PROVIDED INFORMATION:

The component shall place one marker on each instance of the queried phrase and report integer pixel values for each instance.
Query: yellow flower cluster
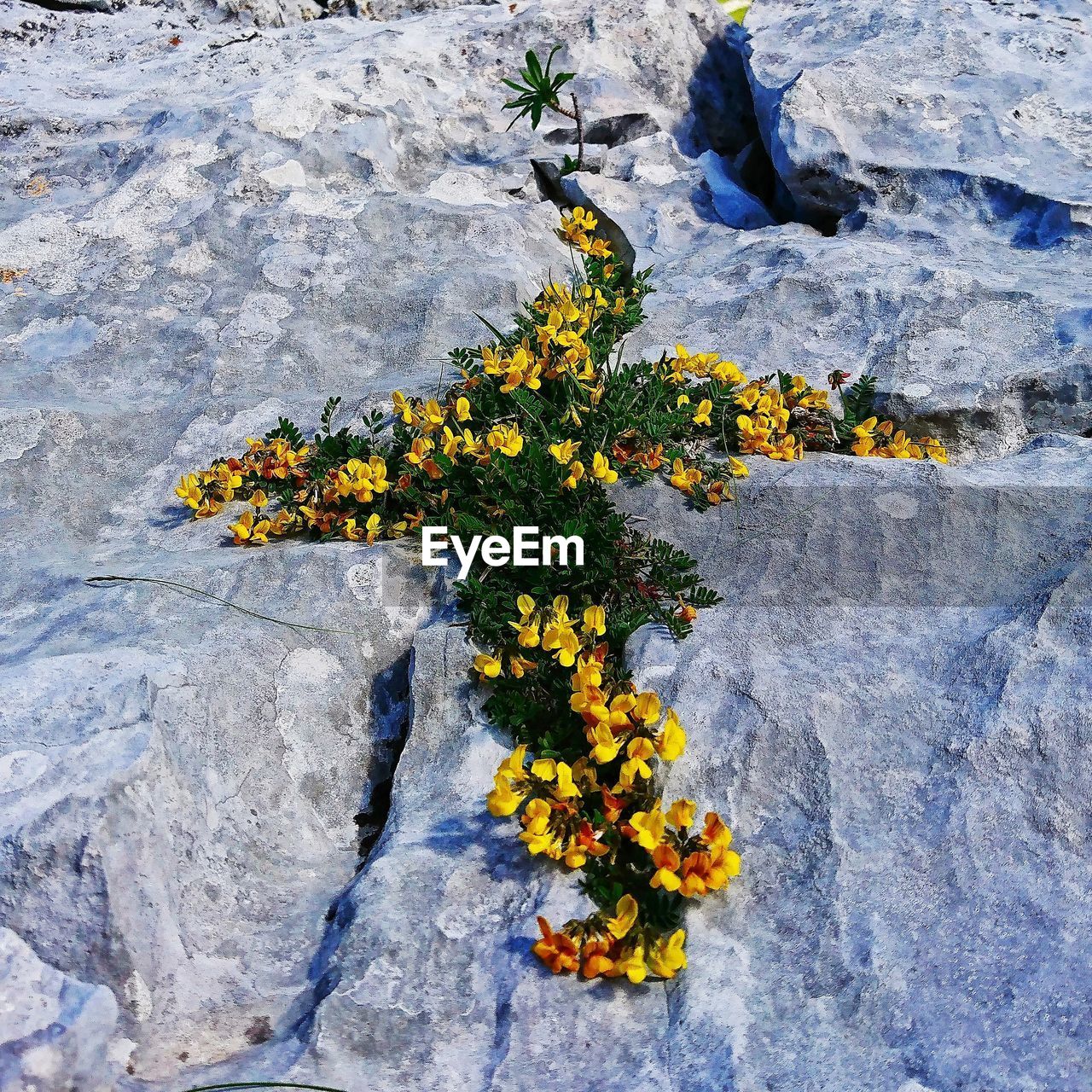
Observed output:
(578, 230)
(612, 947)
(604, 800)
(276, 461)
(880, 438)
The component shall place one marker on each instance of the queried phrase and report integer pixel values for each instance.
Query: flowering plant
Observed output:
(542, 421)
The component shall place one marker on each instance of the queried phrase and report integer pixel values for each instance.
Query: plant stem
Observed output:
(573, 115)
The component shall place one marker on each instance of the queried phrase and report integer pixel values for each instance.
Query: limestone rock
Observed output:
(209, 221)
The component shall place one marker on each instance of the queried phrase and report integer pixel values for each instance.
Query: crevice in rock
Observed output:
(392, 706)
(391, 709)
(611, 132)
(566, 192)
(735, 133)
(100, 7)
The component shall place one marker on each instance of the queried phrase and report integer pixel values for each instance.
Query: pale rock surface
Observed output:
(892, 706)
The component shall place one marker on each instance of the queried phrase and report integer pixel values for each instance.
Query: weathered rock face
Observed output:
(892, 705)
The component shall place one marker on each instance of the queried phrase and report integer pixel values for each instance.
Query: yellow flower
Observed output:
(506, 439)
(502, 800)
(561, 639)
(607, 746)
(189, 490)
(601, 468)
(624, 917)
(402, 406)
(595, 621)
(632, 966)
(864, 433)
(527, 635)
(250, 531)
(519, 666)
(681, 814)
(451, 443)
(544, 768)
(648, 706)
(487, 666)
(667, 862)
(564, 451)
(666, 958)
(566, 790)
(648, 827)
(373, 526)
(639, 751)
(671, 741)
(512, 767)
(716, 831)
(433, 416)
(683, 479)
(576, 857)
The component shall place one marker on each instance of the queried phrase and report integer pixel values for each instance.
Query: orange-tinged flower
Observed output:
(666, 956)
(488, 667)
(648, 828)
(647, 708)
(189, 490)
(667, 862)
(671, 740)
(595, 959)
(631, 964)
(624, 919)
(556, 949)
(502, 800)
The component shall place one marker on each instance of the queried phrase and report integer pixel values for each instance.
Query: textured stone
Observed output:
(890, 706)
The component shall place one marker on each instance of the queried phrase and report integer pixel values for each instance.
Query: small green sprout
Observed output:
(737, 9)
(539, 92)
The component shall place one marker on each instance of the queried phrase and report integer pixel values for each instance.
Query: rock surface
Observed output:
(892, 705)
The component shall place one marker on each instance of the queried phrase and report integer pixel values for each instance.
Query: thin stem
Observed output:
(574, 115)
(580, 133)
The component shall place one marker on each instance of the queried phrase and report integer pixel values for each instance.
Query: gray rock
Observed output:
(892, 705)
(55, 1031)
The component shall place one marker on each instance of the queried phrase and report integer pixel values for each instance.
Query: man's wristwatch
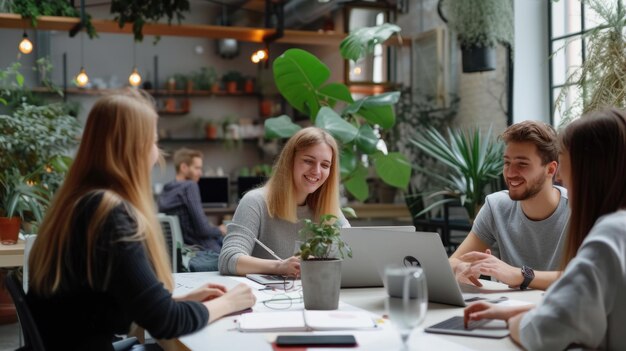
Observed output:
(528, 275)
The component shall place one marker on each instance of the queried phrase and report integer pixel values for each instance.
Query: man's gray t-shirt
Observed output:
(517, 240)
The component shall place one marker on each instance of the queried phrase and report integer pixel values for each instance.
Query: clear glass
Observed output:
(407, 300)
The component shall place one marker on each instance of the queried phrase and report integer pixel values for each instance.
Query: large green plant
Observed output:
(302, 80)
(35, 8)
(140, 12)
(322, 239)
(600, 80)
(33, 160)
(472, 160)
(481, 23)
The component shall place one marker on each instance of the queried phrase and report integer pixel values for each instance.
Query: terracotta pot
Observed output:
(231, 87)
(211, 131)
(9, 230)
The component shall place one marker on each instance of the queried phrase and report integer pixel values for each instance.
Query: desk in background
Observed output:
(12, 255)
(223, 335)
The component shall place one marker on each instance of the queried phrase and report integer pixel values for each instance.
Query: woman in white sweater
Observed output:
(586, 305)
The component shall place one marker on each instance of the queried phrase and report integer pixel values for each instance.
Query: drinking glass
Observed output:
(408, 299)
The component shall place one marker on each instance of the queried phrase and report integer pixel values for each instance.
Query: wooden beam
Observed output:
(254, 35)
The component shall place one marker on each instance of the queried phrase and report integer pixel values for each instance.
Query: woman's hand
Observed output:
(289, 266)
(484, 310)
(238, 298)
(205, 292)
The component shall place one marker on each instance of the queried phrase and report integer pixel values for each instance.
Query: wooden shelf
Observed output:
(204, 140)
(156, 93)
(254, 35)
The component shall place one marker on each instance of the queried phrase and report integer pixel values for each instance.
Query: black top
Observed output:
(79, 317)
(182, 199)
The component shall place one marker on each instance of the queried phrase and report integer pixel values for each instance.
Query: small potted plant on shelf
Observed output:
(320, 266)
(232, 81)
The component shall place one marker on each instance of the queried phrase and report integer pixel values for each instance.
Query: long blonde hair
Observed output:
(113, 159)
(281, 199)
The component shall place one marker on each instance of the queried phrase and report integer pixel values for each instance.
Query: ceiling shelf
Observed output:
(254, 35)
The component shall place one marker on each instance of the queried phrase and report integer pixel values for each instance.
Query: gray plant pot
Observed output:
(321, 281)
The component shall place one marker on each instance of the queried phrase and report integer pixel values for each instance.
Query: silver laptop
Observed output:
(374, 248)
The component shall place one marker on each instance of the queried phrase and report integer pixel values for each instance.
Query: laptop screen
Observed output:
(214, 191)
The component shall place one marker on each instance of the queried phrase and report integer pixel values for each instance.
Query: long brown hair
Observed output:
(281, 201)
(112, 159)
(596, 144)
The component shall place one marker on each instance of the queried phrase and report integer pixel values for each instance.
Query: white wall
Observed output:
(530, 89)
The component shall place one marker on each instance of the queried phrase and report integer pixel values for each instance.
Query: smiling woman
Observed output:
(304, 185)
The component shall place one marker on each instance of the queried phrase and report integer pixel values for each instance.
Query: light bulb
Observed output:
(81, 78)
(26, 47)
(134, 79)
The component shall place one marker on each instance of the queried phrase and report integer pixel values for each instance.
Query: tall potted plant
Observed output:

PROBLEM REQUIREMENTS: Report every line from the items above that contains the word "yellow", copying each one unchanged.

SOLUTION TO THIS TASK:
Query: yellow flower cluster
Query: yellow flower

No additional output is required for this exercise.